[start]

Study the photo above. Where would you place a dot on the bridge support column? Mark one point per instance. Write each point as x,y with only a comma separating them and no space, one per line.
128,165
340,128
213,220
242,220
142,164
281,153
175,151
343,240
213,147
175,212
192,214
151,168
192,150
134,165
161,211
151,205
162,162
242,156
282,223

[end]

• Given problem:
Extract every line of the entries above that contains the string "space", and copy each one unchanged.

• Written answer:
Study the photo above. Where would you place a dot on the bridge support column? Mark one point per instance. Write each point as x,y with only a comma separating them and no space, one per line.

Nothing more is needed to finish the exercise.